WORK INSTRUCTION →
Continue the passage on shared polygenic models in prostate and breast cancer, starting after its last sentence.

Focusing on Figure 1, the model grouping any type of prostate cancer to controls shows the most evidence of a polygenic model (p < 0.01). The p-values generally become smaller, and the heritability larger, as more SNPs are introduced into the model. This effect is maintained, although slightly less so, in the models not including the most statistically significant SNPs (i.e., from the training set). Aside: note that values plotted are the means from the 10 resampling iterations. These results suggest that in addition to the strongly associated SNPs, other SNPs that would be deemed “less significant” are also contributing to the polygenic model. That said, the variance explained by the model (Nagelkerke, 1991) is quite low (1%). When looking at the two prostate cancer subphenotypes, aggressive and nonaggressive, there is also the suggestion of a polygenic model (Fig. 1). These might be weaker than that observed for the overall prostate cancer group simply due to the smaller sample sizes. Breast cancer alone does not show much evidence for a polygenic model (Fig. 1).
Figure 2 gives results from our evaluation of a shared polygenic component in prostate and breast cancer. We see essentially no evidence of a shared polygenic component between prostate cancer and breast cancer, and even less support for a shared component between aggressive prostate cancer and breast cancer. There is suggestive evidence that there may exist a shared genetic component between nonaggressive prostate cancer and breast cancer (p < 0.01). We see a similar pattern here as above in Figure 1: smaller p-values and higher heritability when more SNPs are introduced into the model, and less so in the polygenic model that excludes the most significant SNPs (Fig. 2). As before, however, the heritability explained by this model is quite low.
Finally, the number of SNPs contributing to the weighted score in the polygenic models [Eq. (2)] increased linearly with the expansion of p-value ranges for inclusion in the model. Of the 550K SNPs originally measured by the GWAS, the number incorporated into the models when p < 0.01, 0.05, 0.1, 0.2, 0.3, 0.4, and 0.5 was approximately 2.4K, 11.5K, 23K, 45K, 68K, 90K, and 112K, respectively. When restricting the p-value range to [0.05, 0.2] or [0.05, 0.5], the number of SNPs included in the polygenic models was about 34K or 100K, respectively.
Discussion
We found that applying a polygenic model to an increasing number of SNPs from one GWAS to another—within and across prostate and breast cancer—seemed to explain an increasing proportion of heritability, but this was quite low. Nevertheless, there is a growing appreciation that such common complex diseases may arise from a large number of genetic and environmental risk factors (Purcell et al., 2009; Yang et al., 2010). Applying polygenic models to genome-wide data can help explain a larger proportion of the heritability than simply focusing on the handful of most statistically significant results.
The strongest common polygenic model resulted from applying the breast cancer log odds ratios as weights to the non-aggressive prostate cancer genotypes. A slightly weaker shared model was observed when reversing this, and applying the nonaggressive prostate cancer log odds ratios to the breast cancer genotypes. The differences here may reflect the larger sample size in the breast cancer GWAS, which would allow for more accurate estimation of the log odds ratios. These cancers have biological similarities and common factors that may control hormone-dependent and -independent tumor development; in particular, there exist similarities in the key hormone signaling pathways (e.g., steroid biosynthesis) across these cancers (Risbridger et al., 2010). Why there is only a relationship between nonaggressive prostate cancer and breast cancer remains unclear. One possibility is that there exists a similar hormonal mechanism underlying the development of these cancers, but a distinct mechanism for disease progression. Another is that the CGEMs nonaggressive prostate and breast and cancer samples might be more similar because the latter were not selected based on phenotypic characteristics.

DATASET EXCERPT →
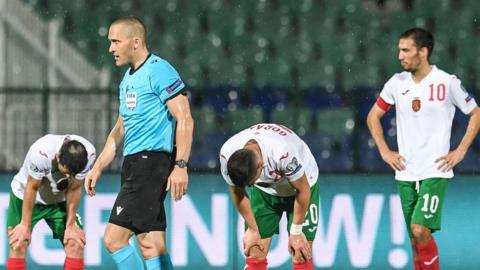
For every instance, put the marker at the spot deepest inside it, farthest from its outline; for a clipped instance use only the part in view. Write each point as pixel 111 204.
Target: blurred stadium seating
pixel 313 65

RESULT FOR THIS EXERCISE →
Our findings were only slightly weakened when we removed the most statistically significant associations from the model, restricting the p-value range to [0.01, 0.2] or [0.05, 0.2]. This suggests that the results are not entirely driven by the strongest associations, and that variants initially deemed “nonsignificant” in the GWAS of prostate and breast cancer may still help explain some of the heritability of these diseases. Moreover, the results were little changed when using different linkage disequilibrium filters to remove variants that are correlated and thus may reflect the same association with disease. In particular, when using a more conservative LD filter of r2 < 0.25, more SNPs were removed from consideration leading to slightly weaker results. And when there was no LD filter the findings were stronger than reported here. Note that SNPs that exhibit even lower LD (e.g., r2 < 0.1) with a limited number of causal variants could explain some of the findings observed here; further work will explore this possibility.
Although the proportion of heritability explained increased with larger numbers of variants in our polygenic model, the overall heritability remained quite low. This may reflect the reduced power due to limited sample sizes in the initial stages of the CGEMs GWAS considered here (Hunter et al., 2007; Yeager et al., 2007). Larger sample sizes may allow for more accurate estimation of the log odds ratio weights and for detecting more statistically significant results from the polygenic model. On a related topic, Nature Genetics is now requiring that power calculations be included in manuscripts presenting results from association studies (Anonymous, 2010). Calculating power post hoc is a bit nonsensical—because one has already completed the GWAS—and subject to much debate in the statistical literature (Hoenig and Heisey, 2001).
Although we have focused on common SNPs from GWAS, polygenic models can also incorporate less common variants and additional sources of genomic variation [e.g., copy number variants (CNVs)]. Continued scientific and technological advances will allow investigators to study less common and different sources of genetic variation. Results from the 1,000 Genomes project (www.1000genomes.org) can be leveraged to assay less common SNPs. Moreover, sequencing technologies are rapidly decreasing in costs, and eventually genome-wide sequence studies will become feasible and provide an unprecedented opportunity to investigate polygenic models for disease.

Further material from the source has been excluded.